» **Instructions to follow**
From the entries that follow, reproduce exactly and only the lines from the line with "the blue and" to the line with "the black letter", endpoints included.

» **Listed entries**

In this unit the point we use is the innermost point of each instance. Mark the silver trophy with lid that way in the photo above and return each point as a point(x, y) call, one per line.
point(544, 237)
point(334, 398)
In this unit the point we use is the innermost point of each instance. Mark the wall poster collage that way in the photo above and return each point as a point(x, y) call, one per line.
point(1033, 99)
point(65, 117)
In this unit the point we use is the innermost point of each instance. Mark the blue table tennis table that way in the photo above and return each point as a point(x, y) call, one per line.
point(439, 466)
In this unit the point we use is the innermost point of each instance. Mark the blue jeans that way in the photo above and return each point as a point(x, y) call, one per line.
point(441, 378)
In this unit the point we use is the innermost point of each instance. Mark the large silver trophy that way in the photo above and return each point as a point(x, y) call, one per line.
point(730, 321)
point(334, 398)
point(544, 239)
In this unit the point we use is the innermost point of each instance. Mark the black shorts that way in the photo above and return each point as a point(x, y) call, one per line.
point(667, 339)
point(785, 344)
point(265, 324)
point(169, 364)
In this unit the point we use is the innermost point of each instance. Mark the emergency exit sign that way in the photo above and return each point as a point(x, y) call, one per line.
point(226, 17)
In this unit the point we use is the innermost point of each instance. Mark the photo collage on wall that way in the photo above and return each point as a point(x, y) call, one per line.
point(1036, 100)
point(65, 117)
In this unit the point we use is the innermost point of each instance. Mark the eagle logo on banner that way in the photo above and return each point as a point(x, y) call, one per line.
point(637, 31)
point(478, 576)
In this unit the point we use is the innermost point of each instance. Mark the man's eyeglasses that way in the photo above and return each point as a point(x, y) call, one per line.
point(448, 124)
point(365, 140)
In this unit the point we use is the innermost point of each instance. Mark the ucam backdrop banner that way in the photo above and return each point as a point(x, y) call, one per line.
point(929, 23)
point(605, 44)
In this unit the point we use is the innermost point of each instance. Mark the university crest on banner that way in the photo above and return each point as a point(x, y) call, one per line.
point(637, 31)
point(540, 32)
==
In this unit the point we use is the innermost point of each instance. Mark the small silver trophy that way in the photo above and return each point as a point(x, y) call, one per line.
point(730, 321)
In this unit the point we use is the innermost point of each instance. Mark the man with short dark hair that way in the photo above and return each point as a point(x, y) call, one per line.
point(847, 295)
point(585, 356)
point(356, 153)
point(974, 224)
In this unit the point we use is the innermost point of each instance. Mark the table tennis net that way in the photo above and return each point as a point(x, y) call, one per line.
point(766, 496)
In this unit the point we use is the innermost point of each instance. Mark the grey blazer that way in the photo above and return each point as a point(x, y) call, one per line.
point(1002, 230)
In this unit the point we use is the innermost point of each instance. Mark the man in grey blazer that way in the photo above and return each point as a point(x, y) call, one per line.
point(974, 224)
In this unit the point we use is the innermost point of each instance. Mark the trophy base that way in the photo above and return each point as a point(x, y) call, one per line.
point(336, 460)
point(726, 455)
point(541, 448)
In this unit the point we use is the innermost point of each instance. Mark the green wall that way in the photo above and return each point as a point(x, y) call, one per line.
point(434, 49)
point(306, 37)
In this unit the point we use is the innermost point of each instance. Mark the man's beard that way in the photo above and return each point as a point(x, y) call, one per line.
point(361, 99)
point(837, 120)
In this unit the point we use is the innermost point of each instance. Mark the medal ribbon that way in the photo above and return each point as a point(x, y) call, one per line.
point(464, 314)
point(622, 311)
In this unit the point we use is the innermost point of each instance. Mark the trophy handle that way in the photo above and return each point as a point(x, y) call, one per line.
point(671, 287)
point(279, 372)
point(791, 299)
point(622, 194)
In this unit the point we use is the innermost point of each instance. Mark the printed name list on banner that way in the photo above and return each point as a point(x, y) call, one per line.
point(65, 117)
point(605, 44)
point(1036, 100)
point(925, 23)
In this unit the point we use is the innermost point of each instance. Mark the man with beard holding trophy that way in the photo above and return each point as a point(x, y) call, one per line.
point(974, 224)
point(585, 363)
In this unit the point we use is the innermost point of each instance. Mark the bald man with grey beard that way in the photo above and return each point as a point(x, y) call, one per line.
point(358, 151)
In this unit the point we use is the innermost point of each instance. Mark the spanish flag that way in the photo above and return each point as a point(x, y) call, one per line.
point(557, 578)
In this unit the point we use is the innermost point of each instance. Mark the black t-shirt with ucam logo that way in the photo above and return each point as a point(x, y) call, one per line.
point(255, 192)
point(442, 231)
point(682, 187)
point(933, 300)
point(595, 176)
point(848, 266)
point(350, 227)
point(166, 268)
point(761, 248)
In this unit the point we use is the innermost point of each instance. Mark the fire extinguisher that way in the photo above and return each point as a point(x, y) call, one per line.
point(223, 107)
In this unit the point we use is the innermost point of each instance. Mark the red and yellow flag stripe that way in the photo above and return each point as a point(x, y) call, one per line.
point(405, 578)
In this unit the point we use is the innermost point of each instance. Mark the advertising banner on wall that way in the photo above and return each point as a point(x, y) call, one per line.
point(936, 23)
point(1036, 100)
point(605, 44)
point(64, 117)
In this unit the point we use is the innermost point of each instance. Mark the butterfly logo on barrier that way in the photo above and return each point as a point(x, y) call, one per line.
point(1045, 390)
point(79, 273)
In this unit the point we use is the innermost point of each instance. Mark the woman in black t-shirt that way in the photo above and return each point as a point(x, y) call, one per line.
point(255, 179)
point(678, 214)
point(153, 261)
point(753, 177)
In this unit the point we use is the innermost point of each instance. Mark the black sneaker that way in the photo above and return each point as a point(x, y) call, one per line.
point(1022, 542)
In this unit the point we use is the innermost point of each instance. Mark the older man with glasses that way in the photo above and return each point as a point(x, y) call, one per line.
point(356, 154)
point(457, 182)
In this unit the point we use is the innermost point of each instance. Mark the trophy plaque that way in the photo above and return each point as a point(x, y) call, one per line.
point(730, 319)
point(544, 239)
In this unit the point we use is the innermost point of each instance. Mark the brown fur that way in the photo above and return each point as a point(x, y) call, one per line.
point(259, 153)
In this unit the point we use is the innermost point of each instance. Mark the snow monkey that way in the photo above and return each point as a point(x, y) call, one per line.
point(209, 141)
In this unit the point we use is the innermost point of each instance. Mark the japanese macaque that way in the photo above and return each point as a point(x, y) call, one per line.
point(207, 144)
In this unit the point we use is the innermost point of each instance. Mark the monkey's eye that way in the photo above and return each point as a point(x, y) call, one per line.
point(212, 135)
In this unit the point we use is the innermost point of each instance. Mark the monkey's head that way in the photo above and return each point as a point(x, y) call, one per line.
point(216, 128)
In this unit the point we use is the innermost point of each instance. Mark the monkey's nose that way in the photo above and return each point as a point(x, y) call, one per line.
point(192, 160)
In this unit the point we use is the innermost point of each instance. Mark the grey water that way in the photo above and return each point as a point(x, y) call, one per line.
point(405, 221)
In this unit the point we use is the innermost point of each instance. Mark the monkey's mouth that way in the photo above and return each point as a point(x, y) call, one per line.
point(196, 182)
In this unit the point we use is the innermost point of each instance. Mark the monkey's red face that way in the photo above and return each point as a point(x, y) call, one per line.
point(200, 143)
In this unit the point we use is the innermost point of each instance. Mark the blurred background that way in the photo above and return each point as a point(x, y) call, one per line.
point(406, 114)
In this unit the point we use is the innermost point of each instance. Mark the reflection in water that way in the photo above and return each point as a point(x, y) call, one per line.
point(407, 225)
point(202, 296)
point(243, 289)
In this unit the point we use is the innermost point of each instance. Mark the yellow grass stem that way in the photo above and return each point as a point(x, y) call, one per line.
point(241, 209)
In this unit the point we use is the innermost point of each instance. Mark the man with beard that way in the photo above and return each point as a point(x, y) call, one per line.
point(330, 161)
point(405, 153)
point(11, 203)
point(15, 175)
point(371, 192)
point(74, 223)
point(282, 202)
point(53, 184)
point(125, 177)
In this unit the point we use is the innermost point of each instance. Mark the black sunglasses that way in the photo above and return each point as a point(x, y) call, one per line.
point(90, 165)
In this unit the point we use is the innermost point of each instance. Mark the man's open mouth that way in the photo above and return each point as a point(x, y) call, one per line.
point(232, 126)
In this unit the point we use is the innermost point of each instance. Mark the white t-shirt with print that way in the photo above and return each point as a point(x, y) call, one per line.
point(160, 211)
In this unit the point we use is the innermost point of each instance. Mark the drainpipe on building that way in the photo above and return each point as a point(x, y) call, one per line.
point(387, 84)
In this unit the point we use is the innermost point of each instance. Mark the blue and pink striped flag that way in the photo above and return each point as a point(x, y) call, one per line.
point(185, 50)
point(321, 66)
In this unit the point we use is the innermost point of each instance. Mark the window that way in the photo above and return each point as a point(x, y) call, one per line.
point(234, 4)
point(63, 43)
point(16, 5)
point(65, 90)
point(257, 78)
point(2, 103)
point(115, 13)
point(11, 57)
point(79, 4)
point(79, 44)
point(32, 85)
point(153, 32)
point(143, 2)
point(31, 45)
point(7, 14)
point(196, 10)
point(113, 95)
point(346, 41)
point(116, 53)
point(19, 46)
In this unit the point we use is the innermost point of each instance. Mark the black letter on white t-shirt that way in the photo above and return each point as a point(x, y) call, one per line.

» **Answer to the exercise**
In this unit the point we use is the innermost point of each instance. Mark the blue and pink striped flag that way in the photo above and return each point as a point(x, y) call, one per line.
point(185, 50)
point(321, 66)
In this unit the point we use is the innermost point of each instance. Mark the window that way in the photo above and return each point as a point(x, y) call, one per line.
point(234, 4)
point(63, 43)
point(16, 5)
point(65, 90)
point(257, 78)
point(2, 103)
point(115, 13)
point(11, 57)
point(79, 4)
point(79, 44)
point(32, 85)
point(153, 32)
point(143, 2)
point(31, 45)
point(7, 14)
point(196, 10)
point(113, 95)
point(346, 41)
point(116, 53)
point(19, 46)
In this unit the point we use is the innermost point of each instance. Mark the black letter on white t-shirt that way in the photo above and return each point as a point(x, y) call, one per line.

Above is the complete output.